◆ **Short exercise**
Quote the data below word for word, starting with the line that contains "like x=363, y=42." and going on through the line that contains "x=559, y=173".
++++++++++++++++++++
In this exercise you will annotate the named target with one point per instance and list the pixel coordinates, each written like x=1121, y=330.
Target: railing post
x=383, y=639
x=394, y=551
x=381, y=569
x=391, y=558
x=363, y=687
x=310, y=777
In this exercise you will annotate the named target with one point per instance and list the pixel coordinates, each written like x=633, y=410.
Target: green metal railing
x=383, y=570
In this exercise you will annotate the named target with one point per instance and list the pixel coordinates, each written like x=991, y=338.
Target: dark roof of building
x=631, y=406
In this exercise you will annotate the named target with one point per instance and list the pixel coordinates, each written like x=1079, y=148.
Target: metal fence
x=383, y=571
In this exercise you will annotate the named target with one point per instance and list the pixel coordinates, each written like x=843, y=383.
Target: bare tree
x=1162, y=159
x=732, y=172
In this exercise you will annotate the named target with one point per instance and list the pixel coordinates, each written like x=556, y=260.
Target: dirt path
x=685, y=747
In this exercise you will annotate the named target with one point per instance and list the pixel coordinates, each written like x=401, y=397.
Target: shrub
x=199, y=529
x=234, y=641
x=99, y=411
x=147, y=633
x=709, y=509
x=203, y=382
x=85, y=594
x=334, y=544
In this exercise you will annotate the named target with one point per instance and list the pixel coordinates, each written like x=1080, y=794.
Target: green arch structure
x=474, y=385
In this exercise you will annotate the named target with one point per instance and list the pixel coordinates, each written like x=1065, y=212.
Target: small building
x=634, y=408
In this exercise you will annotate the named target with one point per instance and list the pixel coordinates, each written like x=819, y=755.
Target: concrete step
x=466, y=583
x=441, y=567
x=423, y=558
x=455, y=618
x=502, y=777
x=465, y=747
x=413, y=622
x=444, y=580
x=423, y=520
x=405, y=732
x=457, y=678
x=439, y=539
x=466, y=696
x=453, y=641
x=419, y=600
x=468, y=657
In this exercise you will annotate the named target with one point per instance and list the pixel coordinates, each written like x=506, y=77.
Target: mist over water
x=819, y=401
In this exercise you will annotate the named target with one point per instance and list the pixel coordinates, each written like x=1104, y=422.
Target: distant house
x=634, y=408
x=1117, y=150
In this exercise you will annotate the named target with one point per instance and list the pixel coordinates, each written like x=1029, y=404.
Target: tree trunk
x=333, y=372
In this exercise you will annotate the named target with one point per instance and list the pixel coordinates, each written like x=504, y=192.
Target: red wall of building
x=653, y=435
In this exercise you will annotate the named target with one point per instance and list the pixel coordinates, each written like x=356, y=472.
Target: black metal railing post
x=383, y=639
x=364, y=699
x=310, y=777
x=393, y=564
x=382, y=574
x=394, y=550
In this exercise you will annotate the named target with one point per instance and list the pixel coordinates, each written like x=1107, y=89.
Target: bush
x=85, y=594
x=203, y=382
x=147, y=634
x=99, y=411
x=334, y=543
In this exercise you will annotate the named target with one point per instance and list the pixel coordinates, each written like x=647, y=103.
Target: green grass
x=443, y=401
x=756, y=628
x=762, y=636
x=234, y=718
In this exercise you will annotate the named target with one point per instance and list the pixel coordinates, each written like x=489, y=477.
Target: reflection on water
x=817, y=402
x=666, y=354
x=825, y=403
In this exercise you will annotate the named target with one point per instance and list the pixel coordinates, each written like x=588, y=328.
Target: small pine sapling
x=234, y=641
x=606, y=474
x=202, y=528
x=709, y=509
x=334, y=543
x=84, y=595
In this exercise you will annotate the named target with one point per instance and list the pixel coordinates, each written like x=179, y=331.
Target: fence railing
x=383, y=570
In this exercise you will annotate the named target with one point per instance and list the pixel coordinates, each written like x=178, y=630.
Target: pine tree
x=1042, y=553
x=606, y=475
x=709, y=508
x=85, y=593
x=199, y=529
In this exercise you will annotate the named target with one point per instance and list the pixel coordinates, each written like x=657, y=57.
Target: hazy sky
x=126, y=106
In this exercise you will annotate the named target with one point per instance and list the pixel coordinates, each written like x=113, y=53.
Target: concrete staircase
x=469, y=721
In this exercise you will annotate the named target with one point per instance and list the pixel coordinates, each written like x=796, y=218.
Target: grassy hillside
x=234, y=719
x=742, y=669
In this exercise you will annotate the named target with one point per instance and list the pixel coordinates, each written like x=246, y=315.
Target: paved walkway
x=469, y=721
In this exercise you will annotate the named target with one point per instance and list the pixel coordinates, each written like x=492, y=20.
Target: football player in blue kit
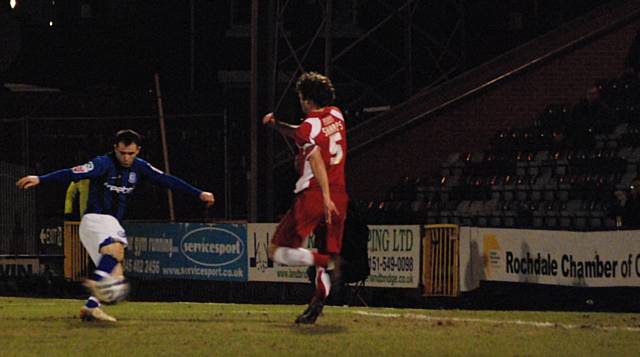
x=113, y=176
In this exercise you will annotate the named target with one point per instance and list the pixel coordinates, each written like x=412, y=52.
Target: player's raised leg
x=105, y=241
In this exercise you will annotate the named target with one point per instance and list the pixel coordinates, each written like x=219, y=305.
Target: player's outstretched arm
x=320, y=173
x=28, y=182
x=286, y=129
x=208, y=198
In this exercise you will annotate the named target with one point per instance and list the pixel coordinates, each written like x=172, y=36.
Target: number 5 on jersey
x=335, y=148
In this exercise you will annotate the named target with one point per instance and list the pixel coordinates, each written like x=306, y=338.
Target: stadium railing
x=441, y=263
x=76, y=259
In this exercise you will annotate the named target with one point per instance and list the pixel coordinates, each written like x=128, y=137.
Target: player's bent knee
x=272, y=250
x=117, y=271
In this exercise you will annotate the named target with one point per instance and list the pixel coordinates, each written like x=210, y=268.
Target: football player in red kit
x=321, y=197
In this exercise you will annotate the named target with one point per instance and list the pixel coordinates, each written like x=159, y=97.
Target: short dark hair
x=128, y=137
x=316, y=87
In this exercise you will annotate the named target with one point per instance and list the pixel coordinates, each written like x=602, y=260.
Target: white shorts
x=95, y=229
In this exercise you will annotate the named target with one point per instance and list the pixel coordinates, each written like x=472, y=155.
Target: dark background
x=102, y=56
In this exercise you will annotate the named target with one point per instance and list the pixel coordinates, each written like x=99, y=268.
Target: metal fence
x=18, y=228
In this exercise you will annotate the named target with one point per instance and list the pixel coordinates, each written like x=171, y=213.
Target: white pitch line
x=497, y=322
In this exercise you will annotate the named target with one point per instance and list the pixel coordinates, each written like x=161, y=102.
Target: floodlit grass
x=50, y=327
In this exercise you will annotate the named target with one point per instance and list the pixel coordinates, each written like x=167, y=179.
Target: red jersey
x=325, y=131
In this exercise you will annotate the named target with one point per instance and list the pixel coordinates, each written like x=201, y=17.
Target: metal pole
x=192, y=35
x=408, y=60
x=253, y=117
x=227, y=188
x=328, y=39
x=165, y=152
x=274, y=24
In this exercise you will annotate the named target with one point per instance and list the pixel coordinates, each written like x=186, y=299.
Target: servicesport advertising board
x=187, y=251
x=261, y=268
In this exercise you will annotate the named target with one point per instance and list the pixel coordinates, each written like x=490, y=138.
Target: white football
x=113, y=290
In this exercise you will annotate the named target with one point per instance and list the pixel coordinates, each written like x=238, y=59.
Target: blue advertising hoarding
x=187, y=251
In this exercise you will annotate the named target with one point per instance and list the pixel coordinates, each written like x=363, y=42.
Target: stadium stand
x=559, y=173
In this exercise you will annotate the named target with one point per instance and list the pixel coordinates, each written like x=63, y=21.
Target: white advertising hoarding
x=590, y=259
x=394, y=256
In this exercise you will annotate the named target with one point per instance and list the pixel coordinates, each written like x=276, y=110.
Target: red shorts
x=306, y=215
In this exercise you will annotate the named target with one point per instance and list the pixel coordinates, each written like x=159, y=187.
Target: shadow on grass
x=317, y=329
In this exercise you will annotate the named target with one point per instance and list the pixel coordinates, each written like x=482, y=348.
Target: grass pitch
x=51, y=327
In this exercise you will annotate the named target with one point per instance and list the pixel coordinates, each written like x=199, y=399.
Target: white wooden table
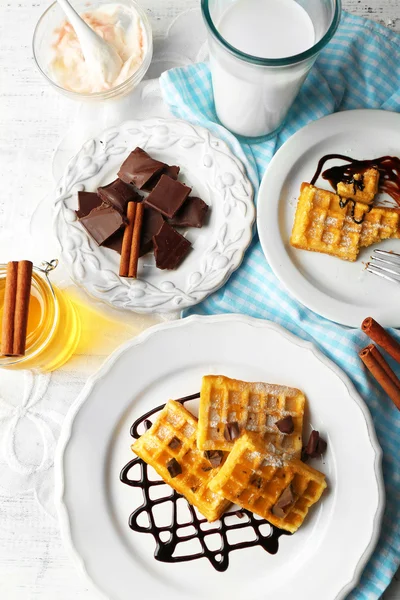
++++++++++++++++++++
◆ **Answer to the problem**
In this exercise you will annotate the named target with one point per instance and list the pixel coordinates, each written like x=363, y=42.
Target: stadium stand
x=559, y=173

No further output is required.